## start Entries supplied

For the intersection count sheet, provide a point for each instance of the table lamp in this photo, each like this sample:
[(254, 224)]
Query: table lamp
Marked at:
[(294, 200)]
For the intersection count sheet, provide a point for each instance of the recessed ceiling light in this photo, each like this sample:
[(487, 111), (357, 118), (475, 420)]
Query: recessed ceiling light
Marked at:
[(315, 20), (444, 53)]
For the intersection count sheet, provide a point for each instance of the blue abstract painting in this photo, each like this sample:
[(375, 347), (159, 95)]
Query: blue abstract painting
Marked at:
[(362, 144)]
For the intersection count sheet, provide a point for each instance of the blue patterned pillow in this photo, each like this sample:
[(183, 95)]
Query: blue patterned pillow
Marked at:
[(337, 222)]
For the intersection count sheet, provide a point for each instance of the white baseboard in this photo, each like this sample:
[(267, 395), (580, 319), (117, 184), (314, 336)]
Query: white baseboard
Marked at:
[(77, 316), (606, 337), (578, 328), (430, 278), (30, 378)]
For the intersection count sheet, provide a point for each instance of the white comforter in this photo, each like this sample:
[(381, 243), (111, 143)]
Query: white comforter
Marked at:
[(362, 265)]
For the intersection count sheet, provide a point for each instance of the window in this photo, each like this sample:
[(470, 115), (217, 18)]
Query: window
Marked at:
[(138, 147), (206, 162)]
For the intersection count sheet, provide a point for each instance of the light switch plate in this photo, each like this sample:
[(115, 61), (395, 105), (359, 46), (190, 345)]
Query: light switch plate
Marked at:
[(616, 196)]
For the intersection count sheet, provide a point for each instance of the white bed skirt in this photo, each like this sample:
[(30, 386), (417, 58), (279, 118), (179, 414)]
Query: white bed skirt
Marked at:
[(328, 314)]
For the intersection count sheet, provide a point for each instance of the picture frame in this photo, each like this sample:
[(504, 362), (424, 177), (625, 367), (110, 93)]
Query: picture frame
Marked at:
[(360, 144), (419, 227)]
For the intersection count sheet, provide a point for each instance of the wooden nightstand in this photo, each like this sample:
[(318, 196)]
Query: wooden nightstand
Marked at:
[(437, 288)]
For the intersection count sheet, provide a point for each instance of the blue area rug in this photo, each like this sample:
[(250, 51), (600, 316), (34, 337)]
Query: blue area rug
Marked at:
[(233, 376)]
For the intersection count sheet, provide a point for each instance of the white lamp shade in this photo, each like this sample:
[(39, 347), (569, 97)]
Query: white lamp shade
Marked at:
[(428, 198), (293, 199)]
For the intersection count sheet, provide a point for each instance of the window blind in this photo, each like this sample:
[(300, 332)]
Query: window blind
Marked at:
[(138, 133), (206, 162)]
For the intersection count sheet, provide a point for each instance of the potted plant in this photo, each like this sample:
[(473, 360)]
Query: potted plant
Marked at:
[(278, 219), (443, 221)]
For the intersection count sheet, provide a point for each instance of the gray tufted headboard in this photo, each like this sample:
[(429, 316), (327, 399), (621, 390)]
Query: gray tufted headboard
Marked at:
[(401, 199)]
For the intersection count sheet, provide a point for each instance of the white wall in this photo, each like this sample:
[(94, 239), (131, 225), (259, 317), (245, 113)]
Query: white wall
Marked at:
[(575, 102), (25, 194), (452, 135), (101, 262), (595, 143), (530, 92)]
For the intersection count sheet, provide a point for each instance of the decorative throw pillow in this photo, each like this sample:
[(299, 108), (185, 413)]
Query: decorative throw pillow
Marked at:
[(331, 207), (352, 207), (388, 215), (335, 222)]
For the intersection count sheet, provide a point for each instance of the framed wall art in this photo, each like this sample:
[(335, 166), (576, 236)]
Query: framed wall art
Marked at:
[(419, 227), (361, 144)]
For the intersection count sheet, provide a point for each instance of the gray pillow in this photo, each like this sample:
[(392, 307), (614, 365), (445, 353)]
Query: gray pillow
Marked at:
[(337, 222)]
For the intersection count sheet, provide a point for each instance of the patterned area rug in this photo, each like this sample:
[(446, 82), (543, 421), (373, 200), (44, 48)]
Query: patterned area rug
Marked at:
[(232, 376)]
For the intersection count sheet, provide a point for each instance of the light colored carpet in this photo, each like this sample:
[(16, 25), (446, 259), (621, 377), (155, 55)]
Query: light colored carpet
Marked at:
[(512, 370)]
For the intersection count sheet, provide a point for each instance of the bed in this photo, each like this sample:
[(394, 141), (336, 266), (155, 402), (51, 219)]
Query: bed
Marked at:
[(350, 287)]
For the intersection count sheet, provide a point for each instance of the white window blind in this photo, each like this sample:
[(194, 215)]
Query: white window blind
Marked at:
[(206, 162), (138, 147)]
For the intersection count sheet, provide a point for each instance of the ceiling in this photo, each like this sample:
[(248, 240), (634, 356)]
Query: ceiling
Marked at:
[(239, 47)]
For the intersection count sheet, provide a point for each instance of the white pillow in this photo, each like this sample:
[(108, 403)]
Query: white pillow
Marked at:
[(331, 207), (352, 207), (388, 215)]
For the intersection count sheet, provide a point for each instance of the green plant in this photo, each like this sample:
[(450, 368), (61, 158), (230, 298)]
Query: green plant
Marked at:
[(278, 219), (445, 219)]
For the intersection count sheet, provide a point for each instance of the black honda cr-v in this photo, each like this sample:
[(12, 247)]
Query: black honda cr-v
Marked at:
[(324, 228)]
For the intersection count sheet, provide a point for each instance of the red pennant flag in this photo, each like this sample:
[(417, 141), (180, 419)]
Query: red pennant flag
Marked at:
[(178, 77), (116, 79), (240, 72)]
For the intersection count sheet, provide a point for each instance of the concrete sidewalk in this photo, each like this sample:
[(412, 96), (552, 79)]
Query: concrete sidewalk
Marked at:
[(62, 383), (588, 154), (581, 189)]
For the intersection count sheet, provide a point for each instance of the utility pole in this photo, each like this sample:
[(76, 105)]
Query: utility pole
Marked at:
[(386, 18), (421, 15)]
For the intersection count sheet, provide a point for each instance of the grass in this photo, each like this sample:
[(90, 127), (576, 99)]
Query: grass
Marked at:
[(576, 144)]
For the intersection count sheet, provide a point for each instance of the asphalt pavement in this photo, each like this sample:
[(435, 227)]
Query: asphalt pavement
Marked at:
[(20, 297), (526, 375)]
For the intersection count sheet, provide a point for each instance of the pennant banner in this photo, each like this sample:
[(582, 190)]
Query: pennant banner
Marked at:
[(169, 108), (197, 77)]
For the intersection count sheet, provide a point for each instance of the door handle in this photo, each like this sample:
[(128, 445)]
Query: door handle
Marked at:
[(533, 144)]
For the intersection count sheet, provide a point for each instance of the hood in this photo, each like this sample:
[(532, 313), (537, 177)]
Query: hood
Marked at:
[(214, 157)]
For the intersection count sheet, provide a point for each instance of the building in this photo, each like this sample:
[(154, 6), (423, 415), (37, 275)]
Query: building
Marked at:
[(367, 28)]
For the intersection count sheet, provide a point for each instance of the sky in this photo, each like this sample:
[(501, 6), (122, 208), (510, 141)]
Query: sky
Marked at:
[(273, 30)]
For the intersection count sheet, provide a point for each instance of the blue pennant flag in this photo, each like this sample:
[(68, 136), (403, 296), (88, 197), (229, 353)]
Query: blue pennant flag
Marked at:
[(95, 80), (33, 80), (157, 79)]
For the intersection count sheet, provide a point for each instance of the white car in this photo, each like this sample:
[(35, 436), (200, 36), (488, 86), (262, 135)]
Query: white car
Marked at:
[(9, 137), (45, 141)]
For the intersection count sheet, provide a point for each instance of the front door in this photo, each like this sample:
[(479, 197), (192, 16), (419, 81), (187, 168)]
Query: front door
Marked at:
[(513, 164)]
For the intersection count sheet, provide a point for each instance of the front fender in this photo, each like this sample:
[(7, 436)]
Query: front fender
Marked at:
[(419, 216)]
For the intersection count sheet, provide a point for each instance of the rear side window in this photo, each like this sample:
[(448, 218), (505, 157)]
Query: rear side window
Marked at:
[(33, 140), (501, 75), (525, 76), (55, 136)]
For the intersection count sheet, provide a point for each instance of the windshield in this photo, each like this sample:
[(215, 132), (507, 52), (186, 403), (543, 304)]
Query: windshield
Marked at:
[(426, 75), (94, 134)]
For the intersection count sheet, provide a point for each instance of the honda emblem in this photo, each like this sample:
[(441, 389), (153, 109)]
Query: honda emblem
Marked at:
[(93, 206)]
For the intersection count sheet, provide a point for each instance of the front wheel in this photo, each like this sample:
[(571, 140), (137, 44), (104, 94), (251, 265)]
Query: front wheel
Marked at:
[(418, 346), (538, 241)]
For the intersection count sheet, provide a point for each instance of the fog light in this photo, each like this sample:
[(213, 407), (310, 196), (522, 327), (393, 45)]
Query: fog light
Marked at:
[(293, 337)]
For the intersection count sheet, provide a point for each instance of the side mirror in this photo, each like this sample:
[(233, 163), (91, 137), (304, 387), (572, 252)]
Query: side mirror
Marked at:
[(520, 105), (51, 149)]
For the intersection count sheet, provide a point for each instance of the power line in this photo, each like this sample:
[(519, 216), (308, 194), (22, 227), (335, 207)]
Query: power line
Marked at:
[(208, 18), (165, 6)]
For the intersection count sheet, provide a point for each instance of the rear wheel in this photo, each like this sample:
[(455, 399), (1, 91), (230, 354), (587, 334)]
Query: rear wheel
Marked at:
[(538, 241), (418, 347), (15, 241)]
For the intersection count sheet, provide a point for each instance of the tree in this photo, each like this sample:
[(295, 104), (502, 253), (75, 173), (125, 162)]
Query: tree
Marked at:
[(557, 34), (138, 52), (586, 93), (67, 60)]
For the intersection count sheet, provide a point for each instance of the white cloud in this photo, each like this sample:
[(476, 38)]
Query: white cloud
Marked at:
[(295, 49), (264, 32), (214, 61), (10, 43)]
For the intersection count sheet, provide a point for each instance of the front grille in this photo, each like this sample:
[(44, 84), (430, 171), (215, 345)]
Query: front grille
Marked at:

## end Entries supplied

Copy out the entries word for word, starting at the first line and ending at the line that contains "[(328, 314)]", with both of those lines included.

Written response
For the intersection count sheet, provide a point for each instance of the table lamp in this photo, each like this sample:
[(254, 224)]
Query: table lamp
Marked at:
[(294, 200)]
For the intersection count sheet, provide a point for each instance of the recessed ceiling light in this photo, each like this sample:
[(487, 111), (357, 118), (475, 420)]
Query: recessed ceiling light
Marked at:
[(315, 20), (444, 53)]
For the intersection count sheet, provide a point for each instance of the blue abstract painting in this photo, each like this sample:
[(375, 347), (159, 95)]
Query: blue abstract painting
Marked at:
[(362, 144)]
For the intersection count sheet, provide a point for each instance of the blue patterned pillow in this photo, each like this sample:
[(183, 95)]
Query: blue patterned pillow
Marked at:
[(337, 222)]
For the intersection count sheet, provide a point for each instance of the white baseboard in this photo, each like this sample:
[(267, 395), (580, 319), (117, 184), (314, 336)]
Query: white baseboard
Marked at:
[(77, 316), (606, 337), (578, 328), (430, 278), (30, 378)]
For the intersection count sheet, provide a point for each instance of the white comforter in this photo, each like this sample:
[(381, 243), (111, 143)]
Query: white comforter
Marked at:
[(362, 265)]
For the intersection count sheet, provide a point for each instance of the window in this photo, each like this sample:
[(470, 115), (217, 18)]
Query: window
Marked at:
[(138, 147), (206, 162)]
For the intersection count sheet, provide a point for each instance of the light switch plate in this photo, each like this sample:
[(115, 61), (395, 105), (359, 46), (190, 345)]
Query: light switch plate
Marked at:
[(616, 196)]
For the intersection count sheet, provide a point for each instance of the white bed skirt in this photo, each like this sample:
[(30, 386), (417, 58), (279, 118), (179, 414)]
Query: white bed skirt
Marked at:
[(328, 314)]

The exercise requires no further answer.